▶ _QUOTED PASSAGE_
======

Search code examples
pythongoogle-cloud-platformpython-asyncio

No speedup using asyncio for uploading a list of files using resumable upload links


I have a list of file paths and their resumable upload links for uploading to GCS buckets. I implemented this normally and then using asyncio, and find no improvements in the speed of execution. Would appreciate any inputs, thanks.

from asyncio import run, gather
import requests 

async def uploadFile(UPLOAD_URL, LOCAL_PATH):
    with open(LOCAL_PATH, 'rb') as f:
        data = f.read()
    requests.put(UPLOAD_URL, data=data)

async def uploadFiles(path_and_url):
    uploads = [uploadFile(dic['upload_url'], dic['local_path']) for dic in path_and_url]
    await gather(*uploads)

run(uploadFiles(path_and_url))

Using async functions in the uploadFile option speeds up my code by about 15%, anything further I can do? Thanks!

import aiohttp, aiofiles

async def uploadFile(UPLOAD_URL, LOCAL_PATH):
    async with aiofiles.open(LOCAL_PATH, 'rb') as f:
        data = await f.read()
    # httpx.put(UPLOAD_URL, data=data)
        async with aiohttp.ClientSession() as session:
            async with session.put(UPLOAD_URL, data=data) as resp:
                print(f"{LOCAL_PATH} -> {resp}")

======

▶ _GIVEN DATA_
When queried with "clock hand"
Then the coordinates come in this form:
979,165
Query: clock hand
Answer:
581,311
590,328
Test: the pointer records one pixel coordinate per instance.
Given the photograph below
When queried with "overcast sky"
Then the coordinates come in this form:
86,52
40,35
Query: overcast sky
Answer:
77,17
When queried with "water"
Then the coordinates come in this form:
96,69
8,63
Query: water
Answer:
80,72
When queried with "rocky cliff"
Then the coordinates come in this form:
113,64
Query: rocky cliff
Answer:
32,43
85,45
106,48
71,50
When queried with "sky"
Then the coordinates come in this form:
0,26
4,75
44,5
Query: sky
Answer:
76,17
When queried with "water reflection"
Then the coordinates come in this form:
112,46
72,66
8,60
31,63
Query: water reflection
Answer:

======

▶ _GIVEN TASK A_
In the forum thread on asyncio file uploads, by roughly how much did using async functions in the uploadFile option speed up the code?
▶ _GIVEN TASK B_
Carry on the forum thread on asyncio file uploads from the point where it stops.

▶ _FINAL ANSWER A_
About 15%.

▶ _FINAL ANSWER B_
async def uploadFiles(path_and_url):
    uploads = [uploadFile(dic['upload_url'], dic['local_path']) for dic in path_and_url]
    await gather(*uploads)

Solution

  • All you did is not wrong there are some optimizations I have made it can speed up your code as well. You were creating a new session on every file upload which is not optimal and could spend more time and resources than creating it once and using it for all requests.

    import asyncio
    
    import aiofiles
    import aiohttp
    
    
    async def upload_file(session, upload_url, local_path):
        async with aiofiles.open(local_path, 'rb') as fp:
            file_content = await fp.read()
            response = session.put(upload_url, data=file_content)
    
    
    async def upload_files(paths):
        async with aiohttp.ClientSession() as session:
            await asyncio.gather(*[upload_file(session, **path) for path in paths])
    
    
    async def main():
        await upload_files([
            {'upload_url': 'https://.../', 'local_path': '/home/suraj/Downloads/1.png'},
            {'upload_url': 'https://.../', 'local_path': '/home/suraj/Downloads/2.png'},
            {'upload_url': 'https://.../', 'local_path': '/home/suraj/Downloads/3.png'},
            {'upload_url': 'https://.../', 'local_path': '/home/suraj/Downloads/4.png'},
        ])
    
    
    if __name__ == "__main__":
        loop = asyncio.get_event_loop()
        loop.run_until_complete(main())